Records from a point labeling set
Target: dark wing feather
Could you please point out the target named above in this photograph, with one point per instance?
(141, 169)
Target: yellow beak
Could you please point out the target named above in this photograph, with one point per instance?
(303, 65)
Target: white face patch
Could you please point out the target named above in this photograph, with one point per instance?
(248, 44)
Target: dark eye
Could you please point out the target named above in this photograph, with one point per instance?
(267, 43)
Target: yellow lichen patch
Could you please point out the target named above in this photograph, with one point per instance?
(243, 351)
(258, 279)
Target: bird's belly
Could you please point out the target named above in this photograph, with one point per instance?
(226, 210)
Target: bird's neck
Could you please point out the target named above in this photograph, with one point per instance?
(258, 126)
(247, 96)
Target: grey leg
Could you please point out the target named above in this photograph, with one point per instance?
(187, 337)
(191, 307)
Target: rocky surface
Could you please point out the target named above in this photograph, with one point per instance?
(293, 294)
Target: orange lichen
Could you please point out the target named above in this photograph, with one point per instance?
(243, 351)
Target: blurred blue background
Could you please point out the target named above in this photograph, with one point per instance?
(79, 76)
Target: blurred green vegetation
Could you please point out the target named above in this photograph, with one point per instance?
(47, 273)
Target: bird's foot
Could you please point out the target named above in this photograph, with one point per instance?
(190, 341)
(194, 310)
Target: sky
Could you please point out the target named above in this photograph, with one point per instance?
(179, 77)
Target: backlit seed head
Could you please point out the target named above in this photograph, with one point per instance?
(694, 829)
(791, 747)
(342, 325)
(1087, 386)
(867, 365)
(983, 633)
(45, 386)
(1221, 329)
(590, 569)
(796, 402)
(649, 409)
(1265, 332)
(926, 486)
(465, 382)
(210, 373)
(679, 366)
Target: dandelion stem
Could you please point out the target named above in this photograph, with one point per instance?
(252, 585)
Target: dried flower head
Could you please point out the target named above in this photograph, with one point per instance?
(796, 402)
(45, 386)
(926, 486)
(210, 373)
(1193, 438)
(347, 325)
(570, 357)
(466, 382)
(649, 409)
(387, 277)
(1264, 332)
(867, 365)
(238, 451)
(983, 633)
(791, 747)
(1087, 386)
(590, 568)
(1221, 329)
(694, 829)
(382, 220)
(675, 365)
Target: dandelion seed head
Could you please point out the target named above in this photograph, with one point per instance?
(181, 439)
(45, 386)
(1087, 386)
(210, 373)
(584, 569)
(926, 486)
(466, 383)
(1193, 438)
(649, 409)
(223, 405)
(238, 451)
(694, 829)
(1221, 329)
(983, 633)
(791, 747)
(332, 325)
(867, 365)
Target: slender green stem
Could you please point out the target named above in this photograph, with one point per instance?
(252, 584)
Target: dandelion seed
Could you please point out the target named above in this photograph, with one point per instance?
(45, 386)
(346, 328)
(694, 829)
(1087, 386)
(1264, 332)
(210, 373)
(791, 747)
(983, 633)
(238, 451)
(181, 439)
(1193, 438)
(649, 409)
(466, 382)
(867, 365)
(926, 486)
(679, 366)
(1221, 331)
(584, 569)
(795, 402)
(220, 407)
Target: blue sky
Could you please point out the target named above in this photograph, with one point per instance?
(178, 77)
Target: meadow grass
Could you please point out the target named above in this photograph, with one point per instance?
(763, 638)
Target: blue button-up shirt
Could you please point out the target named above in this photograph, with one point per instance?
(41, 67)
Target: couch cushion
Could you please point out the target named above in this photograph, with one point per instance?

SHORT PROBLEM: Return each line of the records above exactly as it reads.

RESULT OF THIS TASK:
Target: dark wing feather
Could you please point out the target named above in this photograph, with one point per instance?
(141, 169)
Target: yellow beak
Could you please point out the target named above in this photograph, with one point per instance?
(303, 65)
Target: white face patch
Could you please point out the target named above in this photograph, with one point per instance?
(248, 44)
Target: dark eye
Could you please point out the target named above in this photograph, with one point per instance?
(267, 43)
Target: yellow lichen patch
Could you please point out the target named above in this photograph, with one point per instance?
(243, 351)
(258, 279)
Target: bird's belly
Could you please point out the target named above in this photograph, with one point per instance?
(226, 210)
Target: bird's neck
Could you please point out the target named above in this photograph, with one point per instance?
(258, 126)
(247, 96)
Target: grey leg
Could you please point out the target named above in this photograph, with one point per instance?
(187, 337)
(191, 307)
Target: rocky surface
Could you please point out the target named above in this photograph, with one point per instance?
(293, 294)
Target: orange lichen
Could you please point out the target named above in this photograph, with one point per instance?
(243, 351)
Target: blurred blue background
Could you please point out the target named above in this photograph, with one point per instance?
(79, 76)
Target: blurred green vegetation
Could you please point out the target named above in this photograph, with one point per instance?
(47, 273)
Target: bird's foot
Could you please point out the target named above in this photograph, with one point per instance?
(190, 341)
(194, 310)
Target: sky
Could you please point out the target named above in this photograph, with one point per instance?
(179, 77)
Target: backlit seed head
Could you please point out the target named above in this photograph, with one point per instance?
(694, 829)
(791, 747)
(342, 325)
(1087, 386)
(867, 365)
(983, 633)
(45, 386)
(1221, 329)
(590, 569)
(796, 402)
(649, 409)
(1265, 332)
(926, 486)
(465, 382)
(210, 373)
(679, 366)
Target: dandelion stem
Could you please point out the target named above in this photograph, with one point per instance?
(252, 585)
Target: dried flower head
Could you please point out the target named above in this photograph, with one point per instance?
(796, 402)
(45, 386)
(926, 486)
(210, 373)
(1193, 438)
(347, 325)
(570, 357)
(466, 382)
(649, 409)
(387, 277)
(1264, 332)
(867, 365)
(238, 451)
(983, 633)
(791, 747)
(1087, 386)
(590, 568)
(1221, 329)
(694, 829)
(382, 220)
(675, 365)
Target: dandelion seed head
Could you please point out the target named above in this photograph, with one point per instance?
(181, 439)
(45, 386)
(1087, 386)
(210, 373)
(584, 569)
(926, 486)
(466, 383)
(1193, 438)
(649, 409)
(223, 405)
(238, 451)
(694, 829)
(1221, 329)
(983, 633)
(791, 747)
(332, 325)
(867, 365)
Target: slender green stem
Could you please point out the target named above in this photograph, with one point per instance?
(252, 584)
Target: dandelion seed
Could you please point out the target named above in this photograph, with one point per instance?
(45, 386)
(346, 328)
(694, 829)
(1087, 386)
(1264, 332)
(210, 373)
(791, 747)
(983, 633)
(238, 451)
(181, 439)
(1193, 438)
(649, 409)
(466, 382)
(867, 365)
(926, 486)
(679, 366)
(1221, 331)
(584, 569)
(795, 402)
(220, 407)
Target: blue sky
Could you please point out the target named above in this photograph, with one point per instance?
(178, 77)
Target: meadow grass
Could you please point out the target named above in this photograph, with one point per instance?
(763, 638)
Target: blue button-up shirt
Could you please point out the target named above in this photograph, with one point per instance?
(41, 67)
Target: couch cushion
Could you please point out the target named above in this photograph, with one point per instance?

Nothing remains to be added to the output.